Instrução 1: Conte quantas linhas da listagem contêm a palavra "person". Responda só com o número.

Trecho do texto:
○ ○ ○

Outra fórmula consagrada é Domínio Correto. Quando lemos os textos sagrados aprendemos que não podemos mentir, tagarelar gerando mal entendidos através da fala. Há muitas formas de considerar o despojamento da fala. Fala não diz respeito apenas ao que é dito mas também a qualquer tipo de relação com o mundo fenomenal. Assim, a forma como nos projetamos no mundo é parte da Fala Correta. Isto não exclui divertimentos ou anedotas, mas sabemos todo o tempo o que estamos fazendo, estando presentes para a nossa fala e também a dos demais: estamos no campo da comunicação, presentes à nossa própria projeção no mundo e à comunicação dos demais conosco.


Segue-se o quarto, a Ação Correta, o papel do corpo e de como agimos. Outra vez temos mais fórmulas consagradas e muitas regras associadas à moralidade, ou como se diz, o certo ou o errado. Acontece que hoje em dia temos acesso a muitas diferentes hierarquias de valores. Numa estante se encontram livres sobre a moralidade da China, do Japão, do Tibet, da Europa Medieval, da América do Sul, dos Índios Americanos, dos Esquimós, etc. Retiramos e folheamos alguns deles (quem medita se dá muitas vezes a este ócio...) Quando nos tornamos sensíveis a esta qualidade “do caminho sob os nossos pés,” folheando estes livros e não deprecamos a sabedoria encontrada ali, tampouco a que se encontra sob os nossos pés.


A leitura, muitas vezes, pode ser uma fuga. “Oh! Dizem que este livro tem coisas interessantes, talvez encontre aqui com que me distrair, uma “consolo” para me ajudar a passar o tempo nesta tarde tristonha.” Ação Correta é estarmos dispostos, firmes e atentos capazes de permanecer na incerteza do momento.




O quinto é, Meio de Vida Correto. Admiro o sentido prático do Buda ao considerar também o Meio de Vida Correto porque mostra que seus ensinamentos são verdadeiramente compassivos que era sensível à realidade de cada um já que muitos de nós ocupamos ao mesmo tempo vários espaços estanques. Por exemplo, posso ter um espaço aqui para a minha prática e outro lá para o meu meio de vida. Fazemos um retiro, ouvimos os ensinamentos e nos sentimos muito bem! Tudo é simples e óbvio, mas depois voltamos para o trabalho num outro espaço estanque e então.... Então é importante lembrar a qualidade samyak, a inteireza ou completude que precisamos adotar no Meio de Vida Correto.

○ ○ ○

Instrução 2: No trecho do texto, qual é o quinto item apresentado, logo depois da Ação Correta?

Listagem de dados:
○ ○ ○

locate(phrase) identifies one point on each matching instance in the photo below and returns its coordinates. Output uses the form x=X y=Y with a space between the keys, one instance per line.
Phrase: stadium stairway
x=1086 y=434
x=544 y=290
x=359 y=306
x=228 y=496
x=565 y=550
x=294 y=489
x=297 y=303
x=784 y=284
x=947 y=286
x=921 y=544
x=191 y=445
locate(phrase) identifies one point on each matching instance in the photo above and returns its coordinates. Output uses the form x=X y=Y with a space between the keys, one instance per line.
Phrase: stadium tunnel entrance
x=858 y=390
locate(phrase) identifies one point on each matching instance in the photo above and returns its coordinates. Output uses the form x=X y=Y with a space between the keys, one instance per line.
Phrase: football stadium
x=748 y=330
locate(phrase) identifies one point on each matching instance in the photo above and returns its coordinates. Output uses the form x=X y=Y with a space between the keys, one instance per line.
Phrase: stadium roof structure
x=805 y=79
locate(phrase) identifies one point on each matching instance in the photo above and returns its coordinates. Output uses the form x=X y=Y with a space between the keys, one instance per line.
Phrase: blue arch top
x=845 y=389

○ ○ ○

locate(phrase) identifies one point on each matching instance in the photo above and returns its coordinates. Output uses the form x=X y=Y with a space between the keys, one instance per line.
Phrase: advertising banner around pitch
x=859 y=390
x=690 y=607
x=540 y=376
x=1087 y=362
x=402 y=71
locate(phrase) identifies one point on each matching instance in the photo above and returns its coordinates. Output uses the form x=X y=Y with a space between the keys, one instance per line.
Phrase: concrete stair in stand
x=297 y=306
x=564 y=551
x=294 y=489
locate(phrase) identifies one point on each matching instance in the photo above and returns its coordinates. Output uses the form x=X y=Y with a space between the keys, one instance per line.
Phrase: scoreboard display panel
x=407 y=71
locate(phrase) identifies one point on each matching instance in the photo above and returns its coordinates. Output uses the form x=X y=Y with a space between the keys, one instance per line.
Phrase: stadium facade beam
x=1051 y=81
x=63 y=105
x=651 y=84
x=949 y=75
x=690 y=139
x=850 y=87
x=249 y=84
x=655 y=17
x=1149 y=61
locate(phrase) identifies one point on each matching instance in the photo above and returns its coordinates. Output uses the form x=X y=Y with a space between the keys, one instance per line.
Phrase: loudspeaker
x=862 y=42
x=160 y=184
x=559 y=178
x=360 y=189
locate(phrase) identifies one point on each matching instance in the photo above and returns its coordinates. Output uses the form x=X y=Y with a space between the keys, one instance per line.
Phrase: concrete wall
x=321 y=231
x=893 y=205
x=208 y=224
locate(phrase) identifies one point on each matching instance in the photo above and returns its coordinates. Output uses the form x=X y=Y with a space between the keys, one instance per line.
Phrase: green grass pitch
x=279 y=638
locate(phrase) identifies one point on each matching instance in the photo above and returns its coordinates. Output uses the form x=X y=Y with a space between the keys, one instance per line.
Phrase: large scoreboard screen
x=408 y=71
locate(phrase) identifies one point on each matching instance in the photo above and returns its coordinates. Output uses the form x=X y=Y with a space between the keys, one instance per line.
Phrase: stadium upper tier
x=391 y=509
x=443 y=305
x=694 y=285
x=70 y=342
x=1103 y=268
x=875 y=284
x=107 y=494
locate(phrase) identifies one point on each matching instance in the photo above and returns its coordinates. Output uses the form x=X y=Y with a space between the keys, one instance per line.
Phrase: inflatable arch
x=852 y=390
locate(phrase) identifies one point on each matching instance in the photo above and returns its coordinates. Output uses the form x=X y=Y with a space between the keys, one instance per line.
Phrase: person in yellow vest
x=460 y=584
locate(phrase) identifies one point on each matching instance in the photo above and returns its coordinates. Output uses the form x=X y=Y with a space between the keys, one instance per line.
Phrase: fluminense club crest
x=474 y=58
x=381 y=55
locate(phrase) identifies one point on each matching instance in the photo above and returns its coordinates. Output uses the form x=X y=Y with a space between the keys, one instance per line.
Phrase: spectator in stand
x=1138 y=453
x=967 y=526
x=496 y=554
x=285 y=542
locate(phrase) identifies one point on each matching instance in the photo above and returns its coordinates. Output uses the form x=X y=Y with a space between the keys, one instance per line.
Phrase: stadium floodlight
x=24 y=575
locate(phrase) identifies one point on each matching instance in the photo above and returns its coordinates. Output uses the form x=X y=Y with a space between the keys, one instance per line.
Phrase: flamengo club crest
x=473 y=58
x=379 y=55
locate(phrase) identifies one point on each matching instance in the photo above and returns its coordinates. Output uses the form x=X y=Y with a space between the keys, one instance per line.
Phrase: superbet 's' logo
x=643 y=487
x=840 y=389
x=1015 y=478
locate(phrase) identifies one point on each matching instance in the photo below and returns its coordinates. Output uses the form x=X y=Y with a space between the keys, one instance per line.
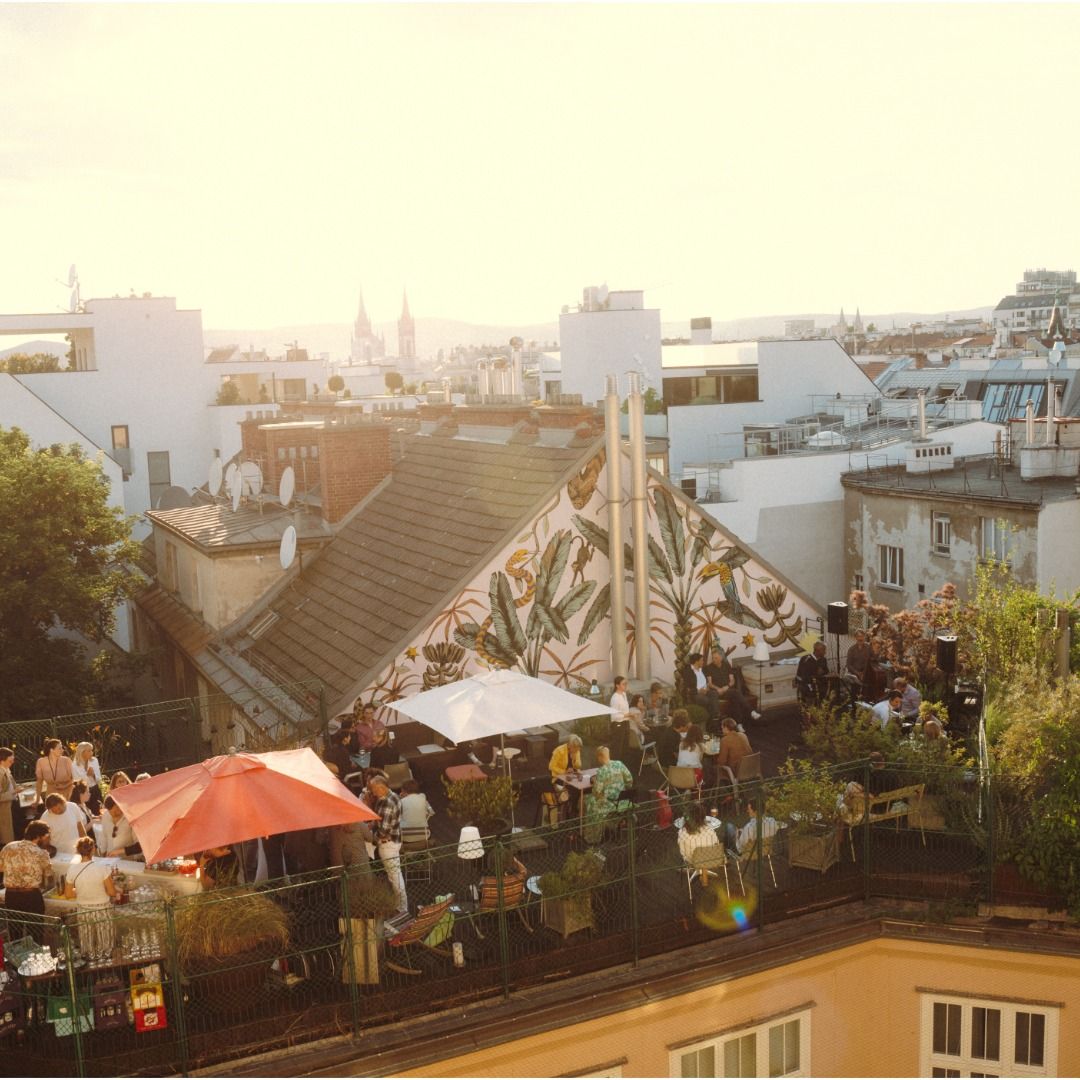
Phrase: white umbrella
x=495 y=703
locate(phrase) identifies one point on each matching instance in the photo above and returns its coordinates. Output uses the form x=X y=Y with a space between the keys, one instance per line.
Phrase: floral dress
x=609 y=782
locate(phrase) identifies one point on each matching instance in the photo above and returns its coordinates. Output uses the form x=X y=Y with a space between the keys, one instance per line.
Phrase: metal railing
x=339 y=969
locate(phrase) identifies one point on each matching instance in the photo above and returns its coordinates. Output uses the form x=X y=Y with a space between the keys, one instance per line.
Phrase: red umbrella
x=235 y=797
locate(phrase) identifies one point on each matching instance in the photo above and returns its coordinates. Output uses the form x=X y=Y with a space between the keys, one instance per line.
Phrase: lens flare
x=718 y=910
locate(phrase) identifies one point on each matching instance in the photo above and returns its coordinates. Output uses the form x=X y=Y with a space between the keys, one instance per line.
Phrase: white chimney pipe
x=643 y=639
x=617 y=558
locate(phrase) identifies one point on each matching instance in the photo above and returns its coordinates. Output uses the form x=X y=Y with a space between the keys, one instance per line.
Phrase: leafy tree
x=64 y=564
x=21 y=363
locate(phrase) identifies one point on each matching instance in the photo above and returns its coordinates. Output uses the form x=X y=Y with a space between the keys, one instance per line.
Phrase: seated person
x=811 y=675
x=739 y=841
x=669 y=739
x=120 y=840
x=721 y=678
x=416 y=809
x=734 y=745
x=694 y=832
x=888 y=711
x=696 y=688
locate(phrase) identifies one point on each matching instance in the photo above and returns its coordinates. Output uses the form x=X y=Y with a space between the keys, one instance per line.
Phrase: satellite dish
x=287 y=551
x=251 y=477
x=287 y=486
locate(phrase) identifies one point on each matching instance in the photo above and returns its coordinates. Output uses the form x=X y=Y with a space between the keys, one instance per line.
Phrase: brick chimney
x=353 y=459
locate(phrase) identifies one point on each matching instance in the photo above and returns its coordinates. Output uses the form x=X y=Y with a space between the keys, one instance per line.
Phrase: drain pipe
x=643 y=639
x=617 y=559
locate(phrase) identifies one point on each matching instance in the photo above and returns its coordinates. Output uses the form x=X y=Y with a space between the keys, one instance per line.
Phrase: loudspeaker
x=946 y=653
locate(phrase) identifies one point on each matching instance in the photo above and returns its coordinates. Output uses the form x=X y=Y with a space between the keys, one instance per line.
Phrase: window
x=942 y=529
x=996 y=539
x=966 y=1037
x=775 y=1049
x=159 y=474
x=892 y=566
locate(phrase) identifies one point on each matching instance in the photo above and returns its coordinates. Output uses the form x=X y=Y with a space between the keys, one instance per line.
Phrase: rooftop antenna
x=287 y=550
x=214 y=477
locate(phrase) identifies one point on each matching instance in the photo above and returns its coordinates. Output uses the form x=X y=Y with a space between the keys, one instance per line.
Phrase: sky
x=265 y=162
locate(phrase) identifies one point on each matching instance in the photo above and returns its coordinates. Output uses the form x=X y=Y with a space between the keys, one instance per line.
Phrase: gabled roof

○ ○ ○

Resposta resolvida 1: 2

Resposta resolvida 2: Meio de Vida Correto.